Stored data entries:

____________________

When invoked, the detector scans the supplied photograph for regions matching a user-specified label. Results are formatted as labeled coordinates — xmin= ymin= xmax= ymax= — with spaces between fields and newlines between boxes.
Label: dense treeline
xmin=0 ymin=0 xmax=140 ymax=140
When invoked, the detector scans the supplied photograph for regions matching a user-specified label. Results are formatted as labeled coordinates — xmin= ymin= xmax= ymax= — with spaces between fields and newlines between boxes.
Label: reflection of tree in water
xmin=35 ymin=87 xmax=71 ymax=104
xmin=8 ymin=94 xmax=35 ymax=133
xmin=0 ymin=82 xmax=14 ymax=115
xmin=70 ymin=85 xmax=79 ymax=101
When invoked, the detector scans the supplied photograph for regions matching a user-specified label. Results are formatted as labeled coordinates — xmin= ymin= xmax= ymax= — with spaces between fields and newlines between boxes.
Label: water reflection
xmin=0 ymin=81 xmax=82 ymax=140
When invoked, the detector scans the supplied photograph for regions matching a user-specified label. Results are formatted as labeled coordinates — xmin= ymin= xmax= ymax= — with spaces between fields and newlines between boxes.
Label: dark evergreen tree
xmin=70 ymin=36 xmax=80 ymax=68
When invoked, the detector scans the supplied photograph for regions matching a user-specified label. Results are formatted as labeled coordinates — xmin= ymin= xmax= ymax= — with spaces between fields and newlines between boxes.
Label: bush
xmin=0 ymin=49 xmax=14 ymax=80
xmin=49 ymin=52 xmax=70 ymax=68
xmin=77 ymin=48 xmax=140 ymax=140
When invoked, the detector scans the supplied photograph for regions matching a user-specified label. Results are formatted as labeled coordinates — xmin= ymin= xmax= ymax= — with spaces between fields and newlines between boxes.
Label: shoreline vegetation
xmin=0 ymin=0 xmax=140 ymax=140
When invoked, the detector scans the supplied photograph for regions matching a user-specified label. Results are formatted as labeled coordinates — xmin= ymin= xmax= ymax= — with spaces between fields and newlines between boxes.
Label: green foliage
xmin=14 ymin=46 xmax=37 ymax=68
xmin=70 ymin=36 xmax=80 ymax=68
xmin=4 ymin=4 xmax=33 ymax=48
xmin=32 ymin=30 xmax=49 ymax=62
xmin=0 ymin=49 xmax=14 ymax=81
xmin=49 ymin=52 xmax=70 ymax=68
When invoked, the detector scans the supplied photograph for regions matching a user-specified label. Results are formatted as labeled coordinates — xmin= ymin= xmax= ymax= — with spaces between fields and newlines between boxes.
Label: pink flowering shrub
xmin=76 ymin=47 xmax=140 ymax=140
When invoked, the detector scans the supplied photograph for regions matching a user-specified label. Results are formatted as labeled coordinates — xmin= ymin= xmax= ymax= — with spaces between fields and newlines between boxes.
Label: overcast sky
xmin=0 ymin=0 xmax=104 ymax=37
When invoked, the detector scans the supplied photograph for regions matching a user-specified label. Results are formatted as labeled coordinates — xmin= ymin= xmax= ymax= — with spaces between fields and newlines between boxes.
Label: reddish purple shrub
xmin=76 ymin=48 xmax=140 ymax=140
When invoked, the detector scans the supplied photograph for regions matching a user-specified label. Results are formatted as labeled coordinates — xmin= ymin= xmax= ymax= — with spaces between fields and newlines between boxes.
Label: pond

____________________

• **DO THIS**: Copy all of the records above word for word, with no changes.

• **ANSWER**:
When invoked, the detector scans the supplied photograph for regions matching a user-specified label. Results are formatted as labeled coordinates — xmin= ymin= xmax= ymax= — with spaces between fields and newlines between boxes.
Label: dense treeline
xmin=0 ymin=0 xmax=140 ymax=140
When invoked, the detector scans the supplied photograph for regions matching a user-specified label. Results are formatted as labeled coordinates — xmin= ymin= xmax= ymax= — with spaces between fields and newlines between boxes.
Label: reflection of tree in water
xmin=35 ymin=87 xmax=71 ymax=104
xmin=8 ymin=94 xmax=35 ymax=133
xmin=0 ymin=82 xmax=14 ymax=115
xmin=70 ymin=85 xmax=79 ymax=101
When invoked, the detector scans the supplied photograph for regions matching a user-specified label. Results are formatted as labeled coordinates — xmin= ymin= xmax= ymax= — with spaces between fields and newlines between boxes.
Label: water reflection
xmin=0 ymin=81 xmax=82 ymax=140
When invoked, the detector scans the supplied photograph for regions matching a user-specified label. Results are formatted as labeled coordinates — xmin= ymin= xmax= ymax= — with spaces between fields and newlines between boxes.
Label: dark evergreen tree
xmin=70 ymin=36 xmax=80 ymax=68
When invoked, the detector scans the supplied photograph for regions matching a user-specified label. Results are formatted as labeled coordinates — xmin= ymin= xmax= ymax= — with spaces between fields and newlines between boxes.
Label: bush
xmin=0 ymin=49 xmax=14 ymax=80
xmin=49 ymin=52 xmax=70 ymax=68
xmin=77 ymin=48 xmax=140 ymax=140
When invoked, the detector scans the supplied photograph for regions matching a user-specified label. Results are formatted as labeled coordinates — xmin= ymin= xmax= ymax= — with spaces between fields and newlines between boxes.
Label: shoreline vegetation
xmin=0 ymin=0 xmax=140 ymax=140
When invoked, the detector scans the supplied photograph for regions matching a user-specified label. Results are formatted as labeled coordinates — xmin= ymin= xmax= ymax= — with spaces between fields and newlines between boxes.
Label: green foliage
xmin=14 ymin=46 xmax=37 ymax=68
xmin=70 ymin=36 xmax=80 ymax=68
xmin=4 ymin=4 xmax=33 ymax=48
xmin=32 ymin=30 xmax=49 ymax=62
xmin=0 ymin=49 xmax=14 ymax=81
xmin=49 ymin=52 xmax=70 ymax=68
When invoked, the detector scans the supplied photograph for regions matching a user-specified label. Results are formatted as labeled coordinates — xmin= ymin= xmax= ymax= — with spaces between fields and newlines between boxes.
Label: pink flowering shrub
xmin=76 ymin=47 xmax=140 ymax=140
When invoked, the detector scans the supplied photograph for regions matching a user-specified label. Results are formatted as labeled coordinates — xmin= ymin= xmax= ymax= — with spaces between fields and newlines between boxes.
Label: overcast sky
xmin=0 ymin=0 xmax=104 ymax=37
When invoked, the detector scans the supplied photograph for regions matching a user-specified label. Results are formatted as labeled coordinates — xmin= ymin= xmax= ymax= — with spaces between fields and newlines between boxes.
Label: reddish purple shrub
xmin=76 ymin=48 xmax=140 ymax=140
When invoked, the detector scans the supplied photograph for regions matching a user-specified label. Results are formatted as labeled coordinates — xmin= ymin= xmax= ymax= — with spaces between fields and newlines between boxes.
Label: pond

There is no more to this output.